Content starts

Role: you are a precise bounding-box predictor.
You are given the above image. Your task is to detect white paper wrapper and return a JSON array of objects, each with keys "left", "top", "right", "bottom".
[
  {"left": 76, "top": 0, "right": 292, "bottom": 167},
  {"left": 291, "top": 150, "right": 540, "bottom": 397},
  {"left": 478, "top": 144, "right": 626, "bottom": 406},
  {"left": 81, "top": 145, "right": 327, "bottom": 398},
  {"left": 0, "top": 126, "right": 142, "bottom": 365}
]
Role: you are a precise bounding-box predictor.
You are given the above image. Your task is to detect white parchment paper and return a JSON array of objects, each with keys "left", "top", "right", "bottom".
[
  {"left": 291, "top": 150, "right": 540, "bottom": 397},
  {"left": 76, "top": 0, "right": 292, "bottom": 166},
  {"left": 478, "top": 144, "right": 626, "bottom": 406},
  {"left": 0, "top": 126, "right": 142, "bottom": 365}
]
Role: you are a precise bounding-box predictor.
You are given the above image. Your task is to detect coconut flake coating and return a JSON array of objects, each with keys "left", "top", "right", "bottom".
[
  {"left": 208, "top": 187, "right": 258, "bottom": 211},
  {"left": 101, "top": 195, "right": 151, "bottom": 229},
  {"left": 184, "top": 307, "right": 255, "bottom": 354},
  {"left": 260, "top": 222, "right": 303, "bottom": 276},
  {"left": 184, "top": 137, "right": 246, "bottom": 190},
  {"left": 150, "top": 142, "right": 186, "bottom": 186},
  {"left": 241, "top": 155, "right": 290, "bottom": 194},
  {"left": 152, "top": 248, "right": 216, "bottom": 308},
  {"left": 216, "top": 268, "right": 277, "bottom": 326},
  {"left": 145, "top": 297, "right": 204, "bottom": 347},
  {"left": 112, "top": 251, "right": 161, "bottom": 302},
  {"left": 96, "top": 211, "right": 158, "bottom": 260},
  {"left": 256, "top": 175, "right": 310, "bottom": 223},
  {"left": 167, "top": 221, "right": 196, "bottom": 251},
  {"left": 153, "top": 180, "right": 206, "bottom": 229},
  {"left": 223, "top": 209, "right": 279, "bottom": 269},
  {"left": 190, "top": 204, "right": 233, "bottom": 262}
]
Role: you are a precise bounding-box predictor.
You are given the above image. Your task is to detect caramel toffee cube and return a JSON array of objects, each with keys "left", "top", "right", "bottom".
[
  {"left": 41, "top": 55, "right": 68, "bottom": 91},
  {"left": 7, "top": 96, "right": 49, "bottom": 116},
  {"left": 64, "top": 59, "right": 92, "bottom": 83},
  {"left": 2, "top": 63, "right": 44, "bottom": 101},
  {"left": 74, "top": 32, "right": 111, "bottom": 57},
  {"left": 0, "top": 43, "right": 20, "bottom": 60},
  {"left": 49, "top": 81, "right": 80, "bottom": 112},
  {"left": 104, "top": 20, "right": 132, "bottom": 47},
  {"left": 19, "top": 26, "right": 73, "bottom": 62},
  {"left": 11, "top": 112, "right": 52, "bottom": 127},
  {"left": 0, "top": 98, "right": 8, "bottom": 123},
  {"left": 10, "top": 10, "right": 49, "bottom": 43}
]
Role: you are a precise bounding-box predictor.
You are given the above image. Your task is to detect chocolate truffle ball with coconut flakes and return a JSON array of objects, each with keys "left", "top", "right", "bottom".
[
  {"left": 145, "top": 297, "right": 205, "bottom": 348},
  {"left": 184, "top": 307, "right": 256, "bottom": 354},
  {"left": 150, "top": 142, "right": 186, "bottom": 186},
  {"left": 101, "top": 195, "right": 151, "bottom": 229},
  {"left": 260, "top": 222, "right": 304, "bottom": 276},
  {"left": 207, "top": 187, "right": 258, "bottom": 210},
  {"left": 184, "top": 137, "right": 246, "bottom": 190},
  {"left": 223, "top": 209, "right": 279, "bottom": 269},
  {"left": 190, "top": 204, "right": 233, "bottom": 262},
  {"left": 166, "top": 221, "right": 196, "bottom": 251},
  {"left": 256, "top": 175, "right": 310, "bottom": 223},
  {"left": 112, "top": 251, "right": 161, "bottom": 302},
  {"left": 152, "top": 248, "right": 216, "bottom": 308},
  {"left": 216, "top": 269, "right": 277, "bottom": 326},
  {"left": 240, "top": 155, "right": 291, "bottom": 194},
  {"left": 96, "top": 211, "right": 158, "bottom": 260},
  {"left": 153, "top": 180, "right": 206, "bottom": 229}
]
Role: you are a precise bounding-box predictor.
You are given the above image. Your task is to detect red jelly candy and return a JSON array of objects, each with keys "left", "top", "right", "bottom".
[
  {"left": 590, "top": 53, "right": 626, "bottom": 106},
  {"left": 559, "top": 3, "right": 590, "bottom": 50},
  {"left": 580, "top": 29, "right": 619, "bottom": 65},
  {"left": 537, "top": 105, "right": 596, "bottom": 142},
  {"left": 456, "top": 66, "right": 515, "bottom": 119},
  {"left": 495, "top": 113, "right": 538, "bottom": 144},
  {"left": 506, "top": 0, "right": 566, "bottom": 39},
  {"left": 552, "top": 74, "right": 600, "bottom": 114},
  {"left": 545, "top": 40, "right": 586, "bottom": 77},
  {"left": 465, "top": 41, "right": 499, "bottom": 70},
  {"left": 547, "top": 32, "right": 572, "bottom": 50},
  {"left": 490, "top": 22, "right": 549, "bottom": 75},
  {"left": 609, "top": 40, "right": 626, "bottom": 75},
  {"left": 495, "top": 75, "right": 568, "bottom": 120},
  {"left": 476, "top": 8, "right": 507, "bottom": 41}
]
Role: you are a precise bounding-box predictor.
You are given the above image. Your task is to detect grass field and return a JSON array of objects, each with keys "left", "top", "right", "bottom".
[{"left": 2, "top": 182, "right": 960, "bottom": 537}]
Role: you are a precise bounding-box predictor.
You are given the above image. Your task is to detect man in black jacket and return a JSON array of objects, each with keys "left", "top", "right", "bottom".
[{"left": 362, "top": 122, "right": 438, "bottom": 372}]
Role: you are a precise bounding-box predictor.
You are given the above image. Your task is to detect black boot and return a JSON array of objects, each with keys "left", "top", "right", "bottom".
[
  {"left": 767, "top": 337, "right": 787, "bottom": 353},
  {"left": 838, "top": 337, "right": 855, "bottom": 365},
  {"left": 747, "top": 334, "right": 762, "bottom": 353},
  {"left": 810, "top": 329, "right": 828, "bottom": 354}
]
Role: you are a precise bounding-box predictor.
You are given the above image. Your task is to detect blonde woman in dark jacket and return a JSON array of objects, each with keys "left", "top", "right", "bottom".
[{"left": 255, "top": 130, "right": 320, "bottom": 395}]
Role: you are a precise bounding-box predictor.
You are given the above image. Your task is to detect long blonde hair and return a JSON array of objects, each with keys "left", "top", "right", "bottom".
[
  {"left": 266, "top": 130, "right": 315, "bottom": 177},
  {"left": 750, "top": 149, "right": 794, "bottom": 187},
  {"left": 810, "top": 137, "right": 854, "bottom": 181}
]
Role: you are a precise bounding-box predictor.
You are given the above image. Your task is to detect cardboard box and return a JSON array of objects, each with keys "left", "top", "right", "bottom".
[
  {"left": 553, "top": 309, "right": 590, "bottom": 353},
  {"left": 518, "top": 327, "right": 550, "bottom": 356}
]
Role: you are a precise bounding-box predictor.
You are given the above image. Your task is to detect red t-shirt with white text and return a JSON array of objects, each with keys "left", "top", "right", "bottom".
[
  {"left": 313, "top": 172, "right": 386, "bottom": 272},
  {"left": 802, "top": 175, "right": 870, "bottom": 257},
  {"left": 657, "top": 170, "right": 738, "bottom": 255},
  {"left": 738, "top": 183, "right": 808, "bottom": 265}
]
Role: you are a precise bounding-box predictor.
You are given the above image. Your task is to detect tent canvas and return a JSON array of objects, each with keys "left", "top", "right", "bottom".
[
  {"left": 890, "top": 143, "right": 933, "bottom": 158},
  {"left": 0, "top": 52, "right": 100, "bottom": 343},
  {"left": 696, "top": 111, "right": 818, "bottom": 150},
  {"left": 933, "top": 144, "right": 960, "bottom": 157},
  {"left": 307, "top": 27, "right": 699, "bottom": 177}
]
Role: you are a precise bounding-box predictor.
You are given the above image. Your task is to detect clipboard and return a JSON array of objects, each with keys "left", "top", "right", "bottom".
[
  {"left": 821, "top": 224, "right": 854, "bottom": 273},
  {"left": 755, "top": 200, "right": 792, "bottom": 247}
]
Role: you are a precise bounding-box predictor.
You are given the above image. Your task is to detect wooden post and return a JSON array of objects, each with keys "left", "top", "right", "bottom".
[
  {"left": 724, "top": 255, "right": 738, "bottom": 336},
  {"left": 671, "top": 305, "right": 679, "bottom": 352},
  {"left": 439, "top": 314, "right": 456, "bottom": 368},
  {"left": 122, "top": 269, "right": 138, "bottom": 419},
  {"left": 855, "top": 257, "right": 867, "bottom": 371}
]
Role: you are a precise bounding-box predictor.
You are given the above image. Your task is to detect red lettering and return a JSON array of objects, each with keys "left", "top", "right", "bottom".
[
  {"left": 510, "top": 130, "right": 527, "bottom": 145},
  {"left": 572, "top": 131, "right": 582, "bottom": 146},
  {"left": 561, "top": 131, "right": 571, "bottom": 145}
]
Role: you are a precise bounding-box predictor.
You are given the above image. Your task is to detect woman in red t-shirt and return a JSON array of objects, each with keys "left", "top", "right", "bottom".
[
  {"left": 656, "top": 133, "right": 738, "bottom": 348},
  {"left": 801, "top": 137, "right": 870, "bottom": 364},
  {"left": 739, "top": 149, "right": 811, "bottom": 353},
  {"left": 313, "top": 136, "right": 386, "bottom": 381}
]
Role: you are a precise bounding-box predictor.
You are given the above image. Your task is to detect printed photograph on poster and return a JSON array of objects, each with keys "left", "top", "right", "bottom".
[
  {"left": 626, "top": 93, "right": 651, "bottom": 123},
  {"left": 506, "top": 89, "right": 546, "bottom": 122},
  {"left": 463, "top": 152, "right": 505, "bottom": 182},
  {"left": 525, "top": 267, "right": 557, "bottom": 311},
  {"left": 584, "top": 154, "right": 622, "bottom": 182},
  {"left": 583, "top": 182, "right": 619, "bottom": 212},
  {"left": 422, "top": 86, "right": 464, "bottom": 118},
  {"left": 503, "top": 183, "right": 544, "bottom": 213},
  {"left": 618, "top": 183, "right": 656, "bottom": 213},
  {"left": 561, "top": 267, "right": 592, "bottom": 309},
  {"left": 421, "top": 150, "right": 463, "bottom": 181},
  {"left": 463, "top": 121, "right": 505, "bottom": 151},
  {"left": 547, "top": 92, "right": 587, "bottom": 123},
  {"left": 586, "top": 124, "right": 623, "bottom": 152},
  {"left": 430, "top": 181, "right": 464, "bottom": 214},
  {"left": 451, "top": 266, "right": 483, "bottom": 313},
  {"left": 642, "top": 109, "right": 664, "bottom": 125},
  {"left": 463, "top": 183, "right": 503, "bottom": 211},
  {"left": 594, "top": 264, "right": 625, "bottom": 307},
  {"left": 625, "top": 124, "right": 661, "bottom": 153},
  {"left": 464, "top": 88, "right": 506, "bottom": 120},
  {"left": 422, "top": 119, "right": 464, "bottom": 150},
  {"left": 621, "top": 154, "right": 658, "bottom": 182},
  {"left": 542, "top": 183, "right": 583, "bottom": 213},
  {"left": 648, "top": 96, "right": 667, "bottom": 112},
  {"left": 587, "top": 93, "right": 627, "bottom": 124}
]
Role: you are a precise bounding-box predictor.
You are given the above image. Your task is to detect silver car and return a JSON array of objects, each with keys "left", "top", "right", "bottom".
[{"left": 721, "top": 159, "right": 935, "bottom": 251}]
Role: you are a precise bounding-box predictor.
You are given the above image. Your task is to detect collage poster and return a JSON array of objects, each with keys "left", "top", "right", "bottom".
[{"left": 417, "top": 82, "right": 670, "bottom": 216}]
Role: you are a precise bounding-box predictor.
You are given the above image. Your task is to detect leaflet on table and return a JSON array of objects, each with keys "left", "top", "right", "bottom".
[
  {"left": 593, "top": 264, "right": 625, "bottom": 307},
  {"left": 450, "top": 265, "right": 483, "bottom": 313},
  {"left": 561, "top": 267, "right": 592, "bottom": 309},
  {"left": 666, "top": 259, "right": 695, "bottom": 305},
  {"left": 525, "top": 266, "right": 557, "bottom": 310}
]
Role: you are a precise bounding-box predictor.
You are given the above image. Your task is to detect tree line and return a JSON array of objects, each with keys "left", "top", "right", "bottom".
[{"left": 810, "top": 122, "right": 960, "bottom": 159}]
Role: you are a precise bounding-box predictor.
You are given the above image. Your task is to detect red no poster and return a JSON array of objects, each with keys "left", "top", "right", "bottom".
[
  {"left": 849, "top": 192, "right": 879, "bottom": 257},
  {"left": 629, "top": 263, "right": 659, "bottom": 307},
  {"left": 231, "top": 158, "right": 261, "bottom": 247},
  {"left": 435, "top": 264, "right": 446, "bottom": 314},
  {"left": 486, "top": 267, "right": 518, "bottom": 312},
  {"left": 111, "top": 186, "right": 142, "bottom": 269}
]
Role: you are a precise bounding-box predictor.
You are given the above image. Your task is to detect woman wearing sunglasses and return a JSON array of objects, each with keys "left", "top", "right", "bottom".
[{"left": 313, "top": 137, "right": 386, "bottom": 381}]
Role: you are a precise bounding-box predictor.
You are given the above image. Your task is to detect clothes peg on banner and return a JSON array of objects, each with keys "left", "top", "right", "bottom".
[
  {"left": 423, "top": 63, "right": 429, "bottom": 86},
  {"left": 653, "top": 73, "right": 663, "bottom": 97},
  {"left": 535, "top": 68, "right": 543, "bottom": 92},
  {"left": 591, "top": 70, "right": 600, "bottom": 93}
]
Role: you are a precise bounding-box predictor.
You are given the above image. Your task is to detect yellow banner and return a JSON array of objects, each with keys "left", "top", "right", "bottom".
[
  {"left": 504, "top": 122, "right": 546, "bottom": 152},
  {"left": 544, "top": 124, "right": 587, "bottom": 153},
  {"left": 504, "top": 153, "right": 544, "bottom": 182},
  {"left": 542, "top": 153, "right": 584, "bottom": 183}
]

Content ends

Respond with an exact reproduction of the lines running from the one that contains "to detect yellow" through the end of the material.

Output for this exercise ▸
You are given the above image. Your task is to detect yellow banner and return a JSON array of objects, each with keys "left", "top", "right", "bottom".
[
  {"left": 504, "top": 122, "right": 546, "bottom": 152},
  {"left": 544, "top": 124, "right": 587, "bottom": 153},
  {"left": 504, "top": 153, "right": 544, "bottom": 182},
  {"left": 542, "top": 153, "right": 584, "bottom": 183}
]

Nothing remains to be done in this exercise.